▸ YOUR OBJECTIVE
Return each line of the material below that contains the word "blurred".

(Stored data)

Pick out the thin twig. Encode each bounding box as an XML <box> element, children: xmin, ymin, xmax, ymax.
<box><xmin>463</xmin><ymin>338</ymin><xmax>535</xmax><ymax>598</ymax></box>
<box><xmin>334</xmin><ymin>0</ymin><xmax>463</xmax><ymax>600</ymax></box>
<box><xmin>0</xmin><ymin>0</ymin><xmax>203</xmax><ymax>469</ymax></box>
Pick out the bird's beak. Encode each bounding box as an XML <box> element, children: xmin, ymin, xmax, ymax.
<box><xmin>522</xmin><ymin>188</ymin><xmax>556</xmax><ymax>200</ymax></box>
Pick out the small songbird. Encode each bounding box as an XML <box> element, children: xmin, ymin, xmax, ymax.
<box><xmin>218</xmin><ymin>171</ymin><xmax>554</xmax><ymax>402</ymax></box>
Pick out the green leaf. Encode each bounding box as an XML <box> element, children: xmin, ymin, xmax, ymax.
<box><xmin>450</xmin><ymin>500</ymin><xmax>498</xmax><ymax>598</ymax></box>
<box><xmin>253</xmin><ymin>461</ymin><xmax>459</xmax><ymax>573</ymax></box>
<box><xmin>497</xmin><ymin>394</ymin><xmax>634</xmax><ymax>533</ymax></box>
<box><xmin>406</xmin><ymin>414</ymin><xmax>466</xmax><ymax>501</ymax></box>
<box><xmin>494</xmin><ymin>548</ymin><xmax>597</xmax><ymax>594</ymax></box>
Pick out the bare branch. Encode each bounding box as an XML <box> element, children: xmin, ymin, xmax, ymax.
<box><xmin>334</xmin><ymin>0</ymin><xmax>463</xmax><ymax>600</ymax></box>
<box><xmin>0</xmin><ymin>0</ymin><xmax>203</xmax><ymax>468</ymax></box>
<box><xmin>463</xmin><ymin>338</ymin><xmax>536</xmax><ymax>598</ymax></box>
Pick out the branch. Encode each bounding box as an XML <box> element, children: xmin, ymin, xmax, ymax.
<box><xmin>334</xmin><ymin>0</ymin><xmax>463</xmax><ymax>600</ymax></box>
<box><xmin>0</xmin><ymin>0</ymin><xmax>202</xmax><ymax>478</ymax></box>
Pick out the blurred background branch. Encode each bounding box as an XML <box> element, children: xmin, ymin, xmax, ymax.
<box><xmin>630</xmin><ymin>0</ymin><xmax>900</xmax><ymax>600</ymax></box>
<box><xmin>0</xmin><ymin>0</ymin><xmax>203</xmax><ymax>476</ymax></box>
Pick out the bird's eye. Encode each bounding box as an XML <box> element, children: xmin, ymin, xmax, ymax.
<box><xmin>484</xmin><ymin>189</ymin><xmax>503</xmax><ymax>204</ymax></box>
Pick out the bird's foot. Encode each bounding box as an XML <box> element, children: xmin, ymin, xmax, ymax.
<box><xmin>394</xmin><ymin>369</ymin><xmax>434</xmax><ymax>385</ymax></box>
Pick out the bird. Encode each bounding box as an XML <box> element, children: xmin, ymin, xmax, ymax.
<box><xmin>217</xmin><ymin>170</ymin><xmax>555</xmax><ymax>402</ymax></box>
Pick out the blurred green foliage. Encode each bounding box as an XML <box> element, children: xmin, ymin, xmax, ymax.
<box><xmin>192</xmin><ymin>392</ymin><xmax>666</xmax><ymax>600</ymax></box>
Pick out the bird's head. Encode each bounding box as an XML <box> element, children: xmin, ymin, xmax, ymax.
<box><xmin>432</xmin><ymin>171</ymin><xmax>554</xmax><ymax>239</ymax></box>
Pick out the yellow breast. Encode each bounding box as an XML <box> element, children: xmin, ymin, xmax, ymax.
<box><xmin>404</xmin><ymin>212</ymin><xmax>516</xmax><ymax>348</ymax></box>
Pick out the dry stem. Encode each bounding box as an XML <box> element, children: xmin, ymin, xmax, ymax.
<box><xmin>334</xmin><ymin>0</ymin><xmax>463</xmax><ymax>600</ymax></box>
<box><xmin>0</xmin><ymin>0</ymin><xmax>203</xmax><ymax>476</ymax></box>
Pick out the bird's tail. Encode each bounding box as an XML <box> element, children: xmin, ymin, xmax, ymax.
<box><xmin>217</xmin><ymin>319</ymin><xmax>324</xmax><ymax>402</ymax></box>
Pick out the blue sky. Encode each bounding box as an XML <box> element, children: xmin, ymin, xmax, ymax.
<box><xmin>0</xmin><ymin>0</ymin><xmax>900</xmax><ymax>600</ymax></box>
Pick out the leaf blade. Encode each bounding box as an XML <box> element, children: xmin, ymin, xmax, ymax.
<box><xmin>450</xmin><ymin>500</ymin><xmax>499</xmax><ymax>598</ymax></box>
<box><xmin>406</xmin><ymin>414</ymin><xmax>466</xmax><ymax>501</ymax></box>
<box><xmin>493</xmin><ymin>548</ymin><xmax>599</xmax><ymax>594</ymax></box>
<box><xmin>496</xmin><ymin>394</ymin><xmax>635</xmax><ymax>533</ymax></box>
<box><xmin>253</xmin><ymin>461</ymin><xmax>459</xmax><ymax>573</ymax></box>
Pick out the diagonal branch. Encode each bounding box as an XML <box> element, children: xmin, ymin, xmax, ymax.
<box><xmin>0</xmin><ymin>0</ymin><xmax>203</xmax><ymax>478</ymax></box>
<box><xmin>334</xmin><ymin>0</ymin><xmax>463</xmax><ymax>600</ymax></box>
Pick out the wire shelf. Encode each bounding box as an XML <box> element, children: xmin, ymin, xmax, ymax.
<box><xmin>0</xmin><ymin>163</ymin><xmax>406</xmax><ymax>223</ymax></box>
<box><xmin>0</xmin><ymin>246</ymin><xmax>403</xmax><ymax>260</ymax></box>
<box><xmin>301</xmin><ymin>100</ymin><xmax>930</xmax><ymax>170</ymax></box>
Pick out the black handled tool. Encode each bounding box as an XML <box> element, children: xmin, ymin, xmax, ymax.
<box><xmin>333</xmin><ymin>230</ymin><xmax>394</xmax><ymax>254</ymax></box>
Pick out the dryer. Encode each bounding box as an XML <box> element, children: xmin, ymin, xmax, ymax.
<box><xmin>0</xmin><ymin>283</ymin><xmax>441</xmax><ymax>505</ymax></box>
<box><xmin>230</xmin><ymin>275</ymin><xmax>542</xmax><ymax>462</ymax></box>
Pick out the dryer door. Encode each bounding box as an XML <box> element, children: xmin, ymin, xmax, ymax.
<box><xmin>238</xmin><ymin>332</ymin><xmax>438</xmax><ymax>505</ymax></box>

▸ OUTPUT OF THE TASK
Pick out the blurred background branch. Encode each bounding box as an XML <box> element, children: xmin, ymin, xmax, ymax.
Pick out the blurred green foliage. Encode each bounding box as an XML <box> element, children: xmin, ymin, xmax, ymax.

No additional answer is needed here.